Given instruction –
Put the lines of the data below into a numbered list, beginning with the first line and ending with the line that contains "point(318, 359)", both included. Omit blank lines and the pictures.
>>
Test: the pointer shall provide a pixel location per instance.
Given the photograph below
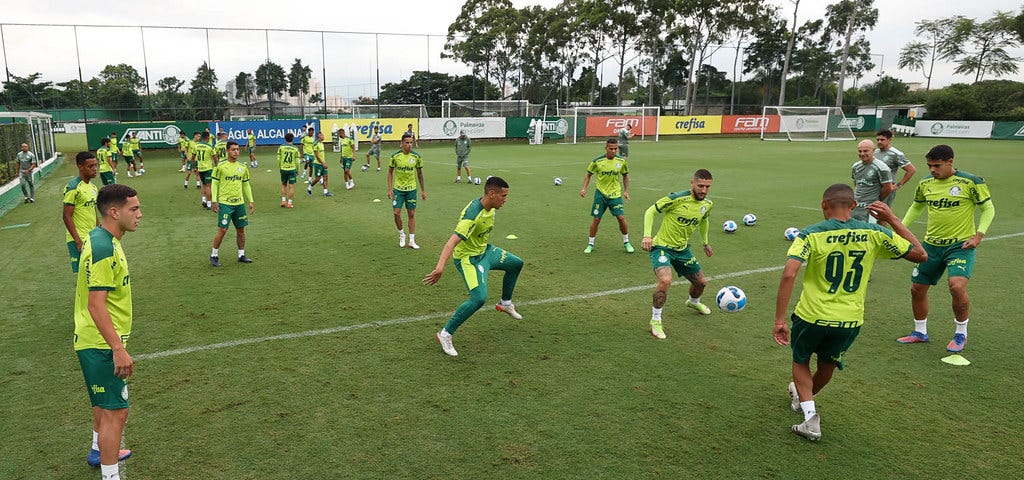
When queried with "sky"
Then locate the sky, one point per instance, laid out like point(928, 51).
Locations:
point(364, 39)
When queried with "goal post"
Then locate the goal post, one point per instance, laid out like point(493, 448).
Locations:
point(606, 122)
point(807, 124)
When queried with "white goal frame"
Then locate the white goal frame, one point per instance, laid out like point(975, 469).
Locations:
point(808, 124)
point(642, 112)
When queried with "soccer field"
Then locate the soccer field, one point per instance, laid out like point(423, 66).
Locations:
point(318, 359)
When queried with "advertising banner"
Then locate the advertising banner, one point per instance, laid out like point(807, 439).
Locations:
point(475, 127)
point(518, 127)
point(609, 126)
point(1009, 130)
point(390, 129)
point(696, 125)
point(268, 132)
point(151, 135)
point(952, 129)
point(750, 124)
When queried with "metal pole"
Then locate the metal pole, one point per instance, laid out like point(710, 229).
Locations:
point(81, 83)
point(145, 69)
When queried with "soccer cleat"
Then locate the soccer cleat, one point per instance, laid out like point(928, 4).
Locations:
point(699, 307)
point(656, 330)
point(445, 341)
point(956, 344)
point(794, 397)
point(810, 429)
point(914, 337)
point(510, 309)
point(93, 457)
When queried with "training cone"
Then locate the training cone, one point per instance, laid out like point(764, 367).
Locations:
point(956, 360)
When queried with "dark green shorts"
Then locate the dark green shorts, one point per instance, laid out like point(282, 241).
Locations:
point(602, 203)
point(953, 258)
point(682, 261)
point(829, 343)
point(403, 199)
point(236, 214)
point(105, 390)
point(75, 254)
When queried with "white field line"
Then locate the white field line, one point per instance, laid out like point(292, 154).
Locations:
point(430, 316)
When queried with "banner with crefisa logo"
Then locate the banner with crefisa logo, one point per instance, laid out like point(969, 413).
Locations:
point(952, 129)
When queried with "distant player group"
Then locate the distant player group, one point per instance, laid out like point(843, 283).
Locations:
point(839, 252)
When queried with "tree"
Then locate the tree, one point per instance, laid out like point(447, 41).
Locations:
point(981, 47)
point(298, 83)
point(270, 81)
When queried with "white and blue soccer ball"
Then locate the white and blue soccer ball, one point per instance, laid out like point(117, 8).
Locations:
point(792, 233)
point(731, 299)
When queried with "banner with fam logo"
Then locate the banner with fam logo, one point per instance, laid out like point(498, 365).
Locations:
point(268, 132)
point(952, 128)
point(475, 127)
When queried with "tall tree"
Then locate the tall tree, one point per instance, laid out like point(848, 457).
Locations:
point(270, 81)
point(298, 83)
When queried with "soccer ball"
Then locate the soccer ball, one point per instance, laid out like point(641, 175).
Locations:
point(792, 233)
point(731, 299)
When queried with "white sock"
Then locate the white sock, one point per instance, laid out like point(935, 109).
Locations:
point(110, 472)
point(808, 407)
point(962, 326)
point(921, 325)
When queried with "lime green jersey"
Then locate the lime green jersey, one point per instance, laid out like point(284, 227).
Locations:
point(607, 172)
point(474, 228)
point(82, 195)
point(950, 207)
point(102, 267)
point(203, 156)
point(230, 183)
point(102, 160)
point(406, 166)
point(839, 258)
point(288, 158)
point(308, 142)
point(681, 215)
point(347, 148)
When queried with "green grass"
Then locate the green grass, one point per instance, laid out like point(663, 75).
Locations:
point(578, 389)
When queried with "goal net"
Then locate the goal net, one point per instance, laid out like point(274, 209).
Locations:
point(406, 111)
point(247, 118)
point(606, 122)
point(808, 124)
point(454, 108)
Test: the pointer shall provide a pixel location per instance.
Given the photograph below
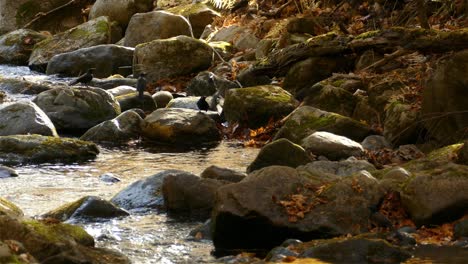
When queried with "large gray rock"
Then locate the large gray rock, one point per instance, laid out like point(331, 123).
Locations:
point(77, 108)
point(16, 46)
point(280, 152)
point(145, 27)
point(105, 59)
point(256, 106)
point(39, 149)
point(145, 193)
point(332, 146)
point(189, 195)
point(86, 208)
point(198, 14)
point(119, 10)
point(25, 117)
point(305, 120)
point(260, 211)
point(444, 100)
point(171, 57)
point(124, 127)
point(180, 126)
point(92, 33)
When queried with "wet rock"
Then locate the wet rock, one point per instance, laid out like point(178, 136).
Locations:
point(88, 208)
point(337, 168)
point(77, 108)
point(436, 194)
point(375, 142)
point(172, 57)
point(119, 10)
point(145, 193)
point(189, 195)
point(10, 209)
point(356, 250)
point(400, 126)
point(207, 83)
point(92, 33)
point(122, 90)
point(461, 229)
point(105, 59)
point(280, 152)
point(25, 117)
point(38, 149)
point(145, 27)
point(332, 146)
point(242, 38)
point(248, 214)
point(180, 126)
point(312, 70)
point(16, 46)
point(305, 120)
point(255, 106)
point(162, 98)
point(446, 93)
point(46, 241)
point(123, 128)
point(223, 174)
point(198, 14)
point(130, 101)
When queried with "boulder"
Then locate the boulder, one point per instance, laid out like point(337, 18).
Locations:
point(207, 83)
point(92, 33)
point(332, 146)
point(305, 120)
point(198, 14)
point(332, 169)
point(180, 126)
point(119, 10)
point(223, 174)
point(24, 117)
point(145, 193)
point(189, 195)
point(437, 193)
point(77, 108)
point(256, 106)
point(37, 149)
point(88, 208)
point(355, 250)
point(51, 242)
point(444, 100)
point(162, 98)
point(145, 27)
point(172, 57)
point(16, 46)
point(312, 70)
point(131, 101)
point(241, 37)
point(105, 59)
point(280, 152)
point(123, 128)
point(276, 203)
point(401, 124)
point(7, 172)
point(10, 209)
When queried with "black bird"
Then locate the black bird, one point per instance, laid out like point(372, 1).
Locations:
point(202, 104)
point(85, 78)
point(141, 85)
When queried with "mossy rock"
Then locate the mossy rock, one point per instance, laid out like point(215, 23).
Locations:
point(255, 106)
point(38, 149)
point(8, 208)
point(306, 119)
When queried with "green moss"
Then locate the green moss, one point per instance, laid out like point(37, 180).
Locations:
point(60, 232)
point(27, 11)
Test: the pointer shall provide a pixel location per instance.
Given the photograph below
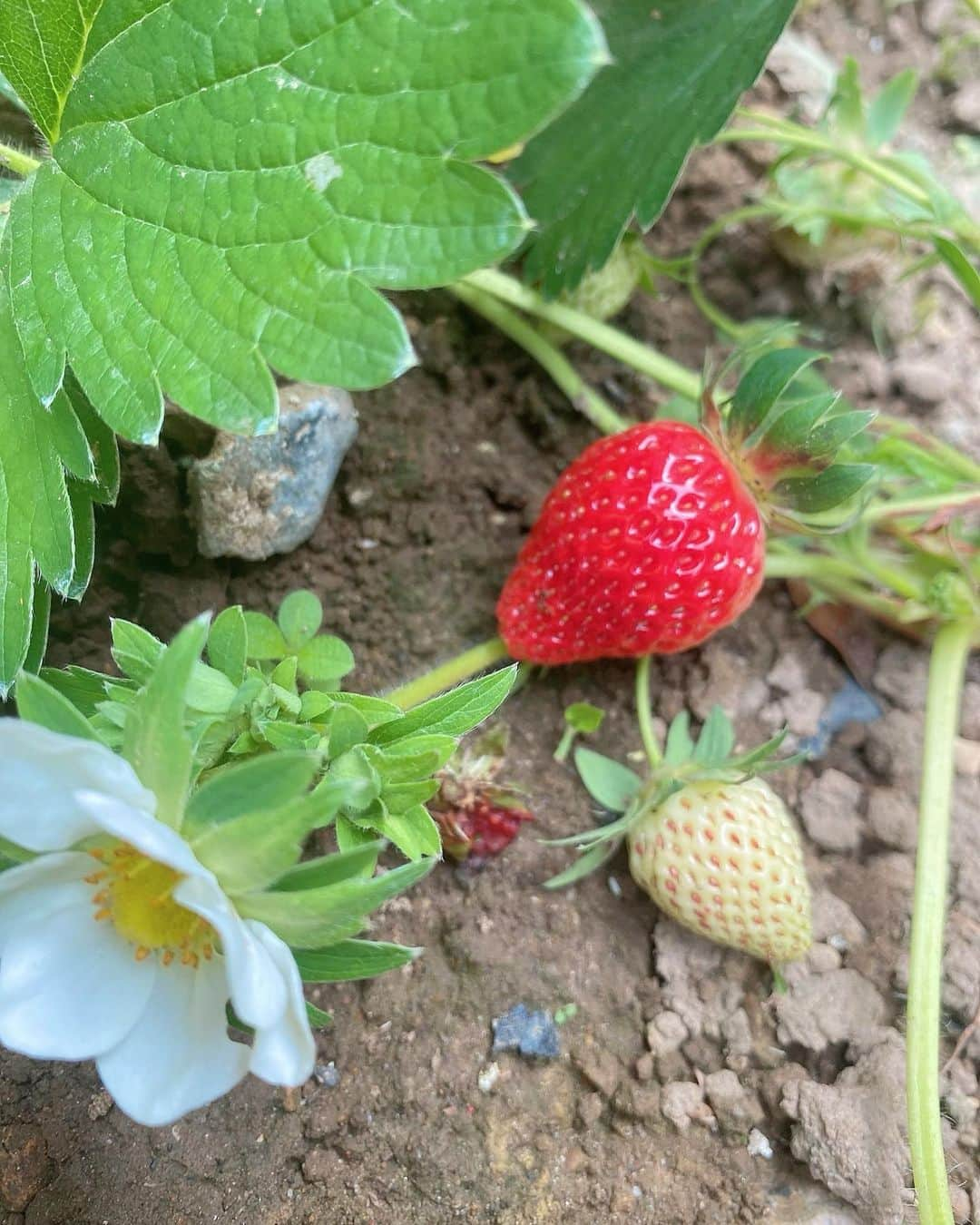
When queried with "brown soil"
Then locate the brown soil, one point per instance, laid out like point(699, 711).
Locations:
point(429, 512)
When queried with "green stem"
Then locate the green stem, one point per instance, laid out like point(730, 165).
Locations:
point(644, 712)
point(839, 581)
point(946, 674)
point(898, 507)
point(16, 161)
point(587, 401)
point(565, 745)
point(781, 132)
point(455, 671)
point(957, 461)
point(618, 345)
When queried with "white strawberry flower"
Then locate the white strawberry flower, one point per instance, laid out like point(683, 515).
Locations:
point(116, 945)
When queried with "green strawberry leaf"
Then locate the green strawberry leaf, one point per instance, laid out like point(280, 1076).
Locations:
point(195, 227)
point(678, 70)
point(585, 863)
point(717, 739)
point(606, 780)
point(42, 43)
point(679, 742)
point(248, 787)
point(228, 643)
point(39, 702)
point(156, 742)
point(454, 713)
point(314, 917)
point(300, 616)
point(350, 959)
point(213, 256)
point(265, 639)
point(325, 659)
point(251, 851)
point(10, 94)
point(314, 874)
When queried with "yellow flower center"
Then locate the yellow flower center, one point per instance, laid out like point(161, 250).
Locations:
point(136, 893)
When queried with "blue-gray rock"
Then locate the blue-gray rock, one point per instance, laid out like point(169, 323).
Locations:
point(531, 1033)
point(252, 497)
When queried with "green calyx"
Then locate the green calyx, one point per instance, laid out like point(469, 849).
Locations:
point(686, 759)
point(786, 430)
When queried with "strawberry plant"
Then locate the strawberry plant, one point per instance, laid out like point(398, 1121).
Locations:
point(226, 190)
point(153, 836)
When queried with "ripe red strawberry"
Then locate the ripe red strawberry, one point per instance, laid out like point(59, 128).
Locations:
point(650, 542)
point(724, 859)
point(478, 818)
point(479, 828)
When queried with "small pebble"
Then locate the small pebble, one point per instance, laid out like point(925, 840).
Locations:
point(760, 1145)
point(531, 1033)
point(328, 1074)
point(487, 1078)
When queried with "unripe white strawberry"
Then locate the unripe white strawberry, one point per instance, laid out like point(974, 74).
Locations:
point(724, 859)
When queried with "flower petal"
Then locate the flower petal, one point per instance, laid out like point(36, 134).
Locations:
point(142, 830)
point(283, 1053)
point(178, 1056)
point(70, 987)
point(42, 770)
point(34, 891)
point(255, 982)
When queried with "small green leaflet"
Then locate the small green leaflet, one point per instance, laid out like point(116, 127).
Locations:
point(156, 744)
point(300, 616)
point(314, 917)
point(676, 73)
point(350, 959)
point(39, 702)
point(606, 780)
point(585, 863)
point(455, 713)
point(248, 787)
point(49, 476)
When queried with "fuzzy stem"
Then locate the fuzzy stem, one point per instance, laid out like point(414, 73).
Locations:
point(587, 401)
point(957, 461)
point(565, 745)
point(618, 345)
point(455, 671)
point(17, 162)
point(928, 504)
point(644, 713)
point(946, 674)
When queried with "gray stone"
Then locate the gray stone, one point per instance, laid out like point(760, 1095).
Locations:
point(532, 1033)
point(254, 497)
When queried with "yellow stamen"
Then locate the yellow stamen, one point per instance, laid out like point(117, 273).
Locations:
point(137, 895)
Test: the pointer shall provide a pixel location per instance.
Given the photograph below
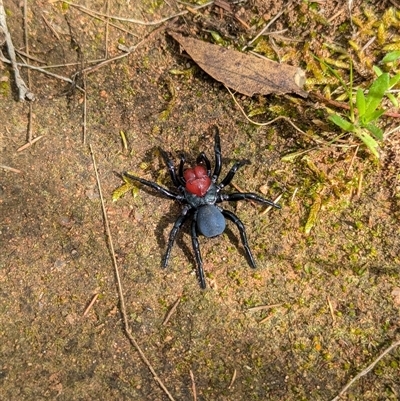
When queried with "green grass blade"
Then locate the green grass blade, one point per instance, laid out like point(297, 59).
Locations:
point(367, 118)
point(360, 102)
point(376, 93)
point(392, 99)
point(392, 56)
point(342, 123)
point(370, 142)
point(376, 131)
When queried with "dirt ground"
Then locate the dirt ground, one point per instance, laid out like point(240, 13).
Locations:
point(329, 301)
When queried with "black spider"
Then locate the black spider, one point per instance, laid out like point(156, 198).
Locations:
point(199, 192)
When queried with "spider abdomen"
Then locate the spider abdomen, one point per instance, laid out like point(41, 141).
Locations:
point(197, 180)
point(210, 221)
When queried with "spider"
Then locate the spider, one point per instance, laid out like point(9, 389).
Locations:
point(199, 193)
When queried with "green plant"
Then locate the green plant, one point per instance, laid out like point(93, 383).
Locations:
point(365, 111)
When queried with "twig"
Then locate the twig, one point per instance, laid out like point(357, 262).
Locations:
point(272, 121)
point(87, 310)
point(119, 284)
point(42, 70)
point(263, 307)
point(345, 106)
point(30, 113)
point(233, 379)
point(139, 22)
point(23, 147)
point(266, 27)
point(171, 311)
point(266, 318)
point(24, 92)
point(106, 35)
point(13, 170)
point(331, 310)
point(366, 370)
point(84, 111)
point(268, 208)
point(193, 386)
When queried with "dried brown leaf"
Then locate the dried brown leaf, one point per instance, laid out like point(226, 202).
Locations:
point(245, 73)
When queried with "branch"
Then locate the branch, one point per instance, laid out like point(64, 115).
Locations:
point(24, 92)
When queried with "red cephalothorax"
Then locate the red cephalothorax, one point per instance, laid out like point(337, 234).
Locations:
point(197, 180)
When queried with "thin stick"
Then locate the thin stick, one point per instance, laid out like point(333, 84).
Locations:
point(32, 67)
point(263, 307)
point(27, 145)
point(266, 27)
point(272, 121)
point(193, 386)
point(266, 318)
point(84, 111)
point(331, 309)
point(87, 310)
point(106, 35)
point(119, 284)
point(23, 90)
point(12, 169)
point(233, 379)
point(171, 311)
point(139, 22)
point(30, 113)
point(352, 161)
point(359, 186)
point(268, 208)
point(366, 370)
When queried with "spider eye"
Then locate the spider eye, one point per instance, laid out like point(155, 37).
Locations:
point(200, 171)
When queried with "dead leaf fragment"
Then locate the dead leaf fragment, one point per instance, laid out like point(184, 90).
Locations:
point(396, 296)
point(245, 73)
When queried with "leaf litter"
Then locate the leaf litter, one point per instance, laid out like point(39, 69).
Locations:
point(245, 73)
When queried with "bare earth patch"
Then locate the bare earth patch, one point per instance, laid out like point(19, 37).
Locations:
point(318, 309)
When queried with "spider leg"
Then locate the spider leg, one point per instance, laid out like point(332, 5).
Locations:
point(155, 186)
point(203, 158)
point(218, 155)
point(180, 171)
point(227, 180)
point(171, 168)
point(196, 248)
point(173, 233)
point(237, 196)
point(232, 217)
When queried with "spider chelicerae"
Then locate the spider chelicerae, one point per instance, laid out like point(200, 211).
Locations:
point(199, 193)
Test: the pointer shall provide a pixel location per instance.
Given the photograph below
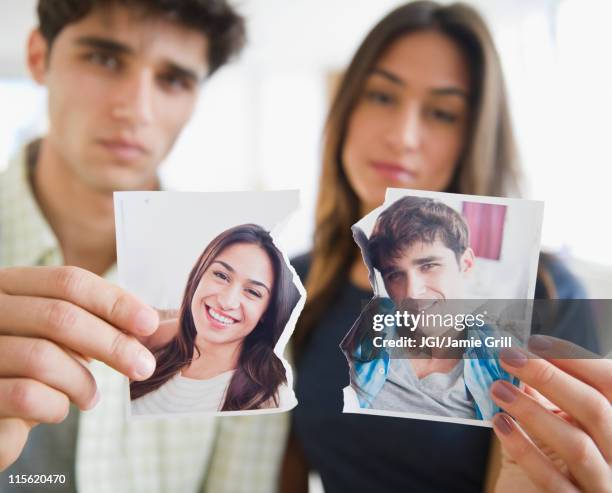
<<
Written answer –
1. Test: the pointer shall provide a pixel location per instance.
2. Given the photograph below
3. When queried with "sky"
4. Then locate the sky, one point per instance, laid out like point(928, 51).
5. Locations:
6. point(364, 39)
7. When queried with "goal post"
8. Then locate the goal post, one point per instance, laid out like point(493, 448).
9. Locations:
10. point(606, 122)
11. point(807, 124)
12. When queried with "white goal frame"
13. Then locate the white goal frame, one point per instance, laid out like point(975, 469).
14. Locations:
15. point(808, 124)
16. point(642, 112)
17. When queried with "soccer field"
18. Then locate the soccer field, one point per instance, laid out like point(423, 66).
19. Locations:
20. point(318, 359)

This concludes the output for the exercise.